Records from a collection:
>>>

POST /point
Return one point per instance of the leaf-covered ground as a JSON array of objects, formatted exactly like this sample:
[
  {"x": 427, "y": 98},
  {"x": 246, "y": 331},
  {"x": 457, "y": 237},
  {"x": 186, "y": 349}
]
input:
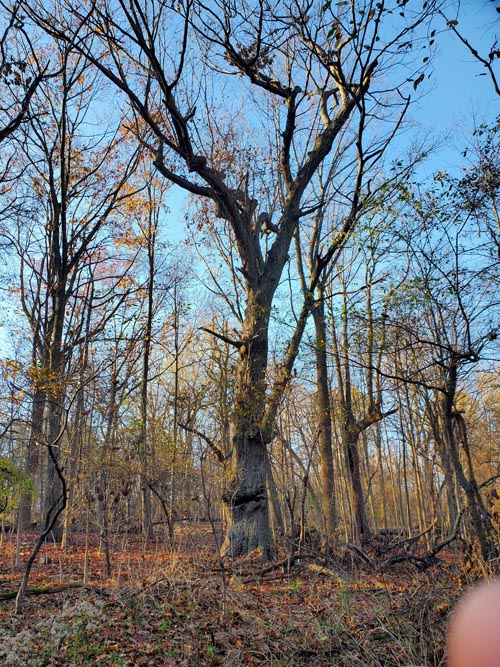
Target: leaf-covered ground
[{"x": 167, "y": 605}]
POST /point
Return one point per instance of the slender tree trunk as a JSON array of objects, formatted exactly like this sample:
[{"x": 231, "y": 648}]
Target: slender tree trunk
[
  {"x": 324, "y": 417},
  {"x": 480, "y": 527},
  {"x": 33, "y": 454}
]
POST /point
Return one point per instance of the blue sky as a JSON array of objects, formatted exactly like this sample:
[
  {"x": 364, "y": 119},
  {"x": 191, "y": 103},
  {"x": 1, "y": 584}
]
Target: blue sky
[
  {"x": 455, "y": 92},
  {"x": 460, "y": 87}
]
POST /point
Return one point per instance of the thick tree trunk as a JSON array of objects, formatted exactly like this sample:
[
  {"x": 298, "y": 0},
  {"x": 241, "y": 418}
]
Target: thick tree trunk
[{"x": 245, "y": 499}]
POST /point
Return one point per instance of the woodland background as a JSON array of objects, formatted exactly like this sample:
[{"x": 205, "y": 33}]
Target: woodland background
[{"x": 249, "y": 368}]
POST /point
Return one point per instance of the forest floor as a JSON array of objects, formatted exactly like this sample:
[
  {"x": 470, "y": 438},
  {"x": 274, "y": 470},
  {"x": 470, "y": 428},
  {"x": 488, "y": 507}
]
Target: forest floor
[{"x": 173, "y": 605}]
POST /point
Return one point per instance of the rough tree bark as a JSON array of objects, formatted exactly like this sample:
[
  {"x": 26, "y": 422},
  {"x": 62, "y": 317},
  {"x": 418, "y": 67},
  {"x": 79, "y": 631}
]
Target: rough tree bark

<<<

▶ **Task description**: Return each line in the rows above that contains the string "background", unaltered and one per line.

▶ **Result of the exercise**:
Return one point per instance of the woodland background as a JSON array of objects, formatted exactly like this sample:
Target: woodland background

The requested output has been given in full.